§ **Instructions to follow**:
Every line of the material is to be repeated exactly as it stands.

§ **Recorded information**:
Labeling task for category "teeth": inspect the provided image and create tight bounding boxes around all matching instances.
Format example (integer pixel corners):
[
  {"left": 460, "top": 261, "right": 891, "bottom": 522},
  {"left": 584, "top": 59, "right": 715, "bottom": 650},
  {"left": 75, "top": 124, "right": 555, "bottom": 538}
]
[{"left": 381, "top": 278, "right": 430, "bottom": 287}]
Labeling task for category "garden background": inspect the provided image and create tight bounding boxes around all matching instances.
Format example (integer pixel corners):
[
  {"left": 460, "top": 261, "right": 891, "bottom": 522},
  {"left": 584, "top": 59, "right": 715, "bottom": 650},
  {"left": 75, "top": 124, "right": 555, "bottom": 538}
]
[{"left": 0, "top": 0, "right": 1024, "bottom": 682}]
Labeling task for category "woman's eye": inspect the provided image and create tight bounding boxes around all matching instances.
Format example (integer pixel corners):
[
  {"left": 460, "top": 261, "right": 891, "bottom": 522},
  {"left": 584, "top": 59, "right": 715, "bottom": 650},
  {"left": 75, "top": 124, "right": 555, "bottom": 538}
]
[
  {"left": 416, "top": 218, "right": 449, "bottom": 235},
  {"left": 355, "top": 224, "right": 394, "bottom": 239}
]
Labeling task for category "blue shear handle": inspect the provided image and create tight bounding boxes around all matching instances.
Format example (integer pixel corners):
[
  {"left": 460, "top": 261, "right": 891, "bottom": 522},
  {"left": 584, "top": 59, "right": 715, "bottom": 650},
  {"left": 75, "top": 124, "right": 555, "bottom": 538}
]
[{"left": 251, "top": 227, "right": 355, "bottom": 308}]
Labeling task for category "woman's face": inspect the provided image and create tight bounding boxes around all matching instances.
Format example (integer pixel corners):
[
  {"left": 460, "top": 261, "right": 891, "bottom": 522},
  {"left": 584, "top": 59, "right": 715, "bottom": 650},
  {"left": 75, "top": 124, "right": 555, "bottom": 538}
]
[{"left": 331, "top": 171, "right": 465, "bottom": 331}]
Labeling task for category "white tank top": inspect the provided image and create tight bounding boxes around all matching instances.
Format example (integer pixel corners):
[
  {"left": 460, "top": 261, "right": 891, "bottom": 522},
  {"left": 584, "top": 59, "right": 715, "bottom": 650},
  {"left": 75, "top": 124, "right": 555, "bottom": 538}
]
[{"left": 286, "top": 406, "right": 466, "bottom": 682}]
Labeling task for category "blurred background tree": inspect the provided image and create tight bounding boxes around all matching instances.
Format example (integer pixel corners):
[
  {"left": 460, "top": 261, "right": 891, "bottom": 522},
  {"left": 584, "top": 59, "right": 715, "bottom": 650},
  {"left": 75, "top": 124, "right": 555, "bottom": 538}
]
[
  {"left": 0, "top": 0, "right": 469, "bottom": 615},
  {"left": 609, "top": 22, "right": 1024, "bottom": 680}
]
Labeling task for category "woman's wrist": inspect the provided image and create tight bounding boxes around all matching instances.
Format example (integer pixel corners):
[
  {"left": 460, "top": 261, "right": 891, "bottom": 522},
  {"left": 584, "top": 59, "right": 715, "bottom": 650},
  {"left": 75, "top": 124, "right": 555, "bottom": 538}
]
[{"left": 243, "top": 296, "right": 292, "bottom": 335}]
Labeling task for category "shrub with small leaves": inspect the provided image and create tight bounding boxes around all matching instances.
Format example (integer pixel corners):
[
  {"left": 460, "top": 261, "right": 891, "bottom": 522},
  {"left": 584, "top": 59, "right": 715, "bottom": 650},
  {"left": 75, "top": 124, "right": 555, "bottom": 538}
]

§ **Task answer**:
Labeling task for category "teeth": inspect the provided image and create tight bounding boxes around all matching instances.
Format example (integer pixel corners):
[
  {"left": 460, "top": 261, "right": 891, "bottom": 522},
  {"left": 584, "top": 59, "right": 715, "bottom": 650},
  {"left": 75, "top": 124, "right": 555, "bottom": 538}
]
[{"left": 381, "top": 278, "right": 430, "bottom": 287}]
Labeling task for category "garden background": inspect the provided image and create tight bounding boxes around all matching instances.
Format example (integer pixel corners):
[
  {"left": 460, "top": 261, "right": 891, "bottom": 522},
  {"left": 584, "top": 59, "right": 715, "bottom": 650},
  {"left": 75, "top": 124, "right": 555, "bottom": 538}
]
[{"left": 0, "top": 0, "right": 1024, "bottom": 682}]
Labeling task for category "woman's eye": inspect the provided image and create tight bounding boxes around all matching instances.
Format example (integer pixel corners):
[
  {"left": 460, "top": 261, "right": 891, "bottom": 522},
  {"left": 584, "top": 59, "right": 715, "bottom": 650},
  {"left": 75, "top": 124, "right": 555, "bottom": 538}
]
[
  {"left": 416, "top": 218, "right": 449, "bottom": 235},
  {"left": 355, "top": 224, "right": 394, "bottom": 239}
]
Labeling task for category "blue shear handle": inspect the provided image and create tight bounding boxes around all matching instances.
Format example (integer pixel corners):
[
  {"left": 460, "top": 261, "right": 891, "bottom": 522},
  {"left": 584, "top": 59, "right": 715, "bottom": 650},
  {"left": 75, "top": 124, "right": 555, "bottom": 538}
]
[{"left": 251, "top": 227, "right": 355, "bottom": 308}]
Labeling task for category "woman's face": inspect the provided image and create tight bounding boxes around all matching instances.
Format example (integer pixel corners):
[
  {"left": 460, "top": 261, "right": 891, "bottom": 522},
  {"left": 584, "top": 59, "right": 715, "bottom": 650},
  {"left": 75, "top": 124, "right": 555, "bottom": 538}
]
[{"left": 331, "top": 171, "right": 465, "bottom": 331}]
Labeling task for category "white tank top": inspect the provided image and create tight bounding boxes around all matching instances.
Format example (integer pixel corners):
[
  {"left": 460, "top": 261, "right": 891, "bottom": 522},
  {"left": 584, "top": 59, "right": 715, "bottom": 650},
  {"left": 75, "top": 124, "right": 555, "bottom": 538}
]
[{"left": 286, "top": 406, "right": 466, "bottom": 682}]
Labeling task for category "blurred background tree": inspect the provided image and create tight bounding boxes around all matching instances.
Format example (integer pixel corners):
[
  {"left": 460, "top": 261, "right": 891, "bottom": 522},
  {"left": 584, "top": 59, "right": 715, "bottom": 650},
  {"left": 75, "top": 124, "right": 555, "bottom": 538}
]
[
  {"left": 0, "top": 0, "right": 469, "bottom": 615},
  {"left": 609, "top": 22, "right": 1024, "bottom": 680}
]
Labeling task for category "woman's wrist": inspect the provided image and create tight bounding boxes around all matching instances.
Format example (integer pixel corners):
[
  {"left": 460, "top": 261, "right": 891, "bottom": 522},
  {"left": 584, "top": 59, "right": 715, "bottom": 650},
  {"left": 75, "top": 124, "right": 555, "bottom": 538}
]
[{"left": 243, "top": 296, "right": 292, "bottom": 335}]
Labeling task for category "shrub with small leaves": inspect the provided image and create tight bounding boxes around all matching instances.
Format example (integer pixel corners):
[
  {"left": 460, "top": 261, "right": 891, "bottom": 522},
  {"left": 584, "top": 59, "right": 715, "bottom": 650},
  {"left": 75, "top": 124, "right": 555, "bottom": 538}
]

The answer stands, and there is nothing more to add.